**PROMPT**
Return the entries below unchanged, reproducing every line character for character.

·····

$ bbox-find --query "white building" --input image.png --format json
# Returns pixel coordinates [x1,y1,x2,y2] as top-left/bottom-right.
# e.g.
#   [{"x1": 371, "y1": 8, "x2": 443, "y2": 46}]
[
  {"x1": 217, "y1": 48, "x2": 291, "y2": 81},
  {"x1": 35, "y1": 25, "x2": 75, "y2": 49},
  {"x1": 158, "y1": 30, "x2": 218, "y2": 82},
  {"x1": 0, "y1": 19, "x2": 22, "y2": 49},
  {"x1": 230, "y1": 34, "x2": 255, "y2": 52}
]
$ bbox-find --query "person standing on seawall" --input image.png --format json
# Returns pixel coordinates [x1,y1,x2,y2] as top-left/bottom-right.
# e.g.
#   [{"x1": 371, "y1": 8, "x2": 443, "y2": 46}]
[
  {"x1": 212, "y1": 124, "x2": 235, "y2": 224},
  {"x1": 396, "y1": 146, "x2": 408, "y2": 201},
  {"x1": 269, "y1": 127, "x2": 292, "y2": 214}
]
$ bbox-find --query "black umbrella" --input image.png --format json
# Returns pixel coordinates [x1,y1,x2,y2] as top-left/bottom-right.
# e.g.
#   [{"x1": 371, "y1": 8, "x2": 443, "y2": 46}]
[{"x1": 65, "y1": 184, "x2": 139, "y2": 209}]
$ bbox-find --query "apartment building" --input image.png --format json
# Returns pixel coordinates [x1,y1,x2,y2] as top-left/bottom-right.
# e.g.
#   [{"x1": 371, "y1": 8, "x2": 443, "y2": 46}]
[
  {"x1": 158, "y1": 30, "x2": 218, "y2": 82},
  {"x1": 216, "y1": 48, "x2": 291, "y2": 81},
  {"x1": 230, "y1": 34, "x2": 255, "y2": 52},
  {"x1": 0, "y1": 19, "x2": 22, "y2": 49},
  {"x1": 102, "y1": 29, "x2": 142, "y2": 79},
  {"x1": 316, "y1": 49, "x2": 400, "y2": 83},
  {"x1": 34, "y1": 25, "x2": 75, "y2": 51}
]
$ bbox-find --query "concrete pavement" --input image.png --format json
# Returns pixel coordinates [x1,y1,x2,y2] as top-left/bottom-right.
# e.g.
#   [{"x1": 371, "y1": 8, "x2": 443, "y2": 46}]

·····

**REPLY TO THE EXERCISE**
$ bbox-find --query "white building" --input image.png --format json
# Returns pixel coordinates [x1,y1,x2,y2] as top-left/bottom-right.
# e.g.
#   [{"x1": 371, "y1": 8, "x2": 443, "y2": 46}]
[
  {"x1": 217, "y1": 48, "x2": 291, "y2": 81},
  {"x1": 35, "y1": 25, "x2": 75, "y2": 49},
  {"x1": 158, "y1": 30, "x2": 218, "y2": 82},
  {"x1": 0, "y1": 19, "x2": 22, "y2": 49},
  {"x1": 230, "y1": 34, "x2": 255, "y2": 52}
]
$ bbox-find --query "person standing on seawall" --input image.png --format json
# Returns pixel coordinates [x1,y1,x2,y2] as top-left/bottom-right.
# e.g.
#   [{"x1": 371, "y1": 8, "x2": 443, "y2": 46}]
[
  {"x1": 212, "y1": 124, "x2": 235, "y2": 224},
  {"x1": 396, "y1": 146, "x2": 408, "y2": 201},
  {"x1": 269, "y1": 127, "x2": 292, "y2": 214}
]
$ bbox-find --query "black umbrella" --input image.png --format json
# Returns pixel coordinates [x1,y1,x2,y2] as top-left/bottom-right.
# e.g.
#   [{"x1": 371, "y1": 8, "x2": 443, "y2": 46}]
[{"x1": 65, "y1": 184, "x2": 139, "y2": 209}]
$ bbox-find --query "apartment building" --input image.png --format json
# Returns pixel coordinates [x1,y1,x2,y2] as top-left/bottom-right.
# e.g.
#   [{"x1": 371, "y1": 8, "x2": 443, "y2": 46}]
[
  {"x1": 158, "y1": 30, "x2": 218, "y2": 82},
  {"x1": 216, "y1": 48, "x2": 291, "y2": 81},
  {"x1": 230, "y1": 34, "x2": 255, "y2": 52},
  {"x1": 0, "y1": 19, "x2": 22, "y2": 49},
  {"x1": 102, "y1": 29, "x2": 142, "y2": 79},
  {"x1": 316, "y1": 49, "x2": 400, "y2": 83},
  {"x1": 34, "y1": 25, "x2": 75, "y2": 51}
]
$ bbox-find --query "concrete pavement" --input image.png --format json
# Returns pixel coordinates [x1,y1,x2,y2] as top-left/bottom-right.
# e.g.
#   [{"x1": 371, "y1": 8, "x2": 443, "y2": 46}]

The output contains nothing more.